-- DATA UNDER STUDY follows --

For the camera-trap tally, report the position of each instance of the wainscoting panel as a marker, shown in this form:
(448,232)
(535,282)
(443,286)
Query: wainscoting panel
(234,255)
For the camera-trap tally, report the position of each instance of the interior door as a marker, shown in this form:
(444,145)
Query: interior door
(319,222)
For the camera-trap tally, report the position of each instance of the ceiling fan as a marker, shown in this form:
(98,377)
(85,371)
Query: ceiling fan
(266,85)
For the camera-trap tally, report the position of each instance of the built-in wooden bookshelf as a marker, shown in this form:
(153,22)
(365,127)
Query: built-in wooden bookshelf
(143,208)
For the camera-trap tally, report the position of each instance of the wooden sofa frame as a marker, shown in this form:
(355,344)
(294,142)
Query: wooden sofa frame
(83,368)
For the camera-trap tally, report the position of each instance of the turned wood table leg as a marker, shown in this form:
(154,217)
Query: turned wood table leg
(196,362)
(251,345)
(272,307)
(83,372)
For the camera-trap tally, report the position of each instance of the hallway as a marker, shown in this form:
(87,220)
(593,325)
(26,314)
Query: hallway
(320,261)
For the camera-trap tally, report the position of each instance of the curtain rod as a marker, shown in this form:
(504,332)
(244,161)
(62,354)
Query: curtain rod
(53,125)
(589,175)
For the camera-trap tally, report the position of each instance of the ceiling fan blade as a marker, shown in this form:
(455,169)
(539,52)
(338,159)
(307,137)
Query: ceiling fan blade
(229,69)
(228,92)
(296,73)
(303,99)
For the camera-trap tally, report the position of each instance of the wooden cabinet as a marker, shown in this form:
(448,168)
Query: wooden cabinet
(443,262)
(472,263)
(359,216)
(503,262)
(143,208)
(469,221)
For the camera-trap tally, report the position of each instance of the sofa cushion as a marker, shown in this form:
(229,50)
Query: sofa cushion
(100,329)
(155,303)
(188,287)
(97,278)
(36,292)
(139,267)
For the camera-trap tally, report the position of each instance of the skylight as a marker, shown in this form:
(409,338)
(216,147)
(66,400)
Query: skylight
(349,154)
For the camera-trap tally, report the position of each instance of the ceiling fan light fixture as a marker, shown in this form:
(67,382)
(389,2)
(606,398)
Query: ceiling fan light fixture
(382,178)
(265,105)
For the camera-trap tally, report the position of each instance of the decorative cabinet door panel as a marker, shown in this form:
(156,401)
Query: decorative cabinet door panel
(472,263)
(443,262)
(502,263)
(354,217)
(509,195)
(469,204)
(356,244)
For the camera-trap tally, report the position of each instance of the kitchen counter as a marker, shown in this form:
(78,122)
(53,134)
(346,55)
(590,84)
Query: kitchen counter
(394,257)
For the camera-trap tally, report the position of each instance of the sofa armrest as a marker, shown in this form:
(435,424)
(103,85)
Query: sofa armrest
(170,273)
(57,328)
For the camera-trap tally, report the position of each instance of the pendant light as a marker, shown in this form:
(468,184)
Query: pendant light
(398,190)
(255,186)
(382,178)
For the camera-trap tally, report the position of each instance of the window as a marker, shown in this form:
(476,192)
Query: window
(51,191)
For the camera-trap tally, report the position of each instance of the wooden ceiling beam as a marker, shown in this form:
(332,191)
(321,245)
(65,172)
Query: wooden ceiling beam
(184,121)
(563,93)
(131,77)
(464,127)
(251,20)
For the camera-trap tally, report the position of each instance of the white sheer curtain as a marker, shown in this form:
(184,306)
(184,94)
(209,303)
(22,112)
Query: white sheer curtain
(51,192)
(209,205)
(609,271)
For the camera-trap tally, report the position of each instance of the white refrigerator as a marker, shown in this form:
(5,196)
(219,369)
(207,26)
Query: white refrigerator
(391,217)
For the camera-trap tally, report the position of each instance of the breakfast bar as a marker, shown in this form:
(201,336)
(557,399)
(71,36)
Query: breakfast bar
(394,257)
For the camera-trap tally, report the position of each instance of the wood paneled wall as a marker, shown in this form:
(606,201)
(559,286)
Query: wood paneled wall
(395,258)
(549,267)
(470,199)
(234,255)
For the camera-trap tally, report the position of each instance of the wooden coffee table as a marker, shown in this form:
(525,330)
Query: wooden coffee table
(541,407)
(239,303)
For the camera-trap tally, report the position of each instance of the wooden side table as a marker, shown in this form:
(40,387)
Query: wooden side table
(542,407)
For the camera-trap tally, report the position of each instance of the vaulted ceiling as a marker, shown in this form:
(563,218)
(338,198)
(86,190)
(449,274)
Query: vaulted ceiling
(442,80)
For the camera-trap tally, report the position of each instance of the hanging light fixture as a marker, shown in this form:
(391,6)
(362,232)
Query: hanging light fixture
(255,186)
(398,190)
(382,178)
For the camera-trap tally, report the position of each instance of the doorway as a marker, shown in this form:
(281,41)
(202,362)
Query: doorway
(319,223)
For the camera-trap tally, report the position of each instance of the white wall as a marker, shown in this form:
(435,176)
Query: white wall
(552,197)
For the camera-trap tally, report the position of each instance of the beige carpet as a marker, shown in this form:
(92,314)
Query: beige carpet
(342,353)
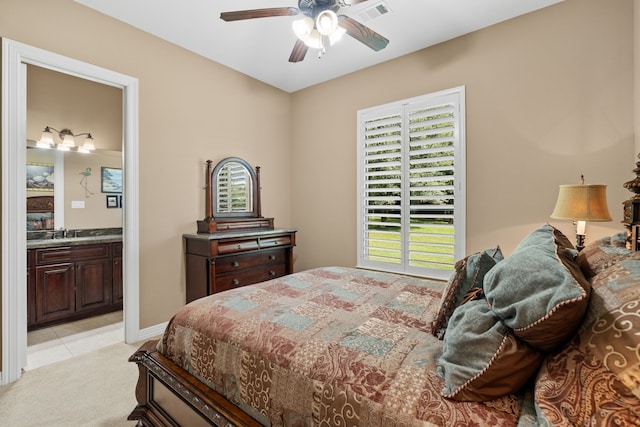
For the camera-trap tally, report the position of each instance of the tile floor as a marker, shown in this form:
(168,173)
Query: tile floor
(49,345)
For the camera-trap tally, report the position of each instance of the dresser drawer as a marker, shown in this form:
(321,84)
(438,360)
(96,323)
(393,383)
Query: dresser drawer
(234,246)
(240,262)
(244,245)
(236,279)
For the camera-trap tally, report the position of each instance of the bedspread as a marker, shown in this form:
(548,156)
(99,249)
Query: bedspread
(327,347)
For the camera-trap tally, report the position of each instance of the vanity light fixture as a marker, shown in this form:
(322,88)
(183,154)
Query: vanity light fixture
(582,203)
(68,140)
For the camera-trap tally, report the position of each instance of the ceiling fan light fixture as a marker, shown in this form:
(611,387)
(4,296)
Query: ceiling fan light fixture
(314,40)
(302,27)
(336,36)
(327,22)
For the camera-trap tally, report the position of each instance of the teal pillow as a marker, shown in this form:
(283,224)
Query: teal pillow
(482,359)
(539,290)
(468,274)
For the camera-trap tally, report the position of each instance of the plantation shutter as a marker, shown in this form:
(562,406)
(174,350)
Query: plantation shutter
(411,170)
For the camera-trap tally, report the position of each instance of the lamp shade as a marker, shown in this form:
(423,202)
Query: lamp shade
(582,203)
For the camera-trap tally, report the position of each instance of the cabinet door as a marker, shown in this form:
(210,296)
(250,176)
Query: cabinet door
(93,284)
(54,292)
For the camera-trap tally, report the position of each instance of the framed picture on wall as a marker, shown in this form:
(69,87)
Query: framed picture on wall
(112,201)
(39,177)
(111,180)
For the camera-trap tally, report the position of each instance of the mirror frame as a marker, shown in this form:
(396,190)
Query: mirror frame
(254,212)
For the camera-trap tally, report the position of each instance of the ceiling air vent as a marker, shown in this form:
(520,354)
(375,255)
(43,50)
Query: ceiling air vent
(374,11)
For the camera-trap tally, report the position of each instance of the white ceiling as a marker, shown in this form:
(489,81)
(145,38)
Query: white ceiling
(261,47)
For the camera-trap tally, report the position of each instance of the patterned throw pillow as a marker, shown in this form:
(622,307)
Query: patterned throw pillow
(594,380)
(482,359)
(468,274)
(539,291)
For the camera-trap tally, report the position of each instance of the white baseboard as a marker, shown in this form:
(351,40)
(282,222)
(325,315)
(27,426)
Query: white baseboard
(151,332)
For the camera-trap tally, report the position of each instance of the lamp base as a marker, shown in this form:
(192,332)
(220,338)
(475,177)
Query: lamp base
(580,241)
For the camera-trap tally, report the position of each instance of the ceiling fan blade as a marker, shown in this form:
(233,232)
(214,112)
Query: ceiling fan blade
(363,33)
(298,52)
(258,13)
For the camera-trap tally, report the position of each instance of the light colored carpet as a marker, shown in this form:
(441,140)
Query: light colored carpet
(95,389)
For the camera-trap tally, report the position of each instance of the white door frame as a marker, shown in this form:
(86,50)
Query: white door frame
(14,244)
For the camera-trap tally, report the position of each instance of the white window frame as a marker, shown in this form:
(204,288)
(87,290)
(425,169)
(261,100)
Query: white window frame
(454,99)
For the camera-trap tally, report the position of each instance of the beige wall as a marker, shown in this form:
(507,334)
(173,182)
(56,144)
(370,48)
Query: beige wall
(549,96)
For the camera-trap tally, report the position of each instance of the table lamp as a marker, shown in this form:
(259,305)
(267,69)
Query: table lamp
(582,203)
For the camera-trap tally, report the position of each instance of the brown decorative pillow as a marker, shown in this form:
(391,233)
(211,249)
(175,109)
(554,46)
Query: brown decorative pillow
(482,359)
(468,274)
(594,380)
(539,291)
(602,253)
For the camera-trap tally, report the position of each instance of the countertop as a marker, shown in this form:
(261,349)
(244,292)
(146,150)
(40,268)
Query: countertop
(72,241)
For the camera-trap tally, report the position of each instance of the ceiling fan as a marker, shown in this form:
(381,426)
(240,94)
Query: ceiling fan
(320,24)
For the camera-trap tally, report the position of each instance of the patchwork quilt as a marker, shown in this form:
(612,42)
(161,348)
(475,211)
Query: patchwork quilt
(327,347)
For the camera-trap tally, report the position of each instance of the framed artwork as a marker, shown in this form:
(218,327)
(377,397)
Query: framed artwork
(111,180)
(112,201)
(39,177)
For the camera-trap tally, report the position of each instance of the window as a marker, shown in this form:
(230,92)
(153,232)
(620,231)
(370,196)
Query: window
(411,169)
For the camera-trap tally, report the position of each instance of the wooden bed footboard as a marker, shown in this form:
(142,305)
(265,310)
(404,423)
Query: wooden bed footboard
(168,395)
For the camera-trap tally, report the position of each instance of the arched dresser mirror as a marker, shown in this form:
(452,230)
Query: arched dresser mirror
(235,245)
(233,197)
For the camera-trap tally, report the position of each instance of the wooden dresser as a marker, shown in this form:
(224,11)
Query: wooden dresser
(216,262)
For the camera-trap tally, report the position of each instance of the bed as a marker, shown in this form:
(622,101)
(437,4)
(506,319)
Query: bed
(544,336)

-- DATA UNDER STUDY concluded --

AIM OF THE EXERCISE
Retype word for word everything in the listing above from the line that holds "Query: framed picture on wall" down to the line that holds "the ceiling air". Keep both end lines and leave out the rest.

WRITTEN RESPONSE
Query: framed picture on wall
(112,201)
(39,177)
(111,180)
For the camera-trap tally, report the position of each instance of the mirror frame as a marker, shown in this form:
(396,190)
Query: mirror frame
(254,212)
For the camera-trap tally, report the position of each instance of the ceiling air vent as a marker, shown in this form:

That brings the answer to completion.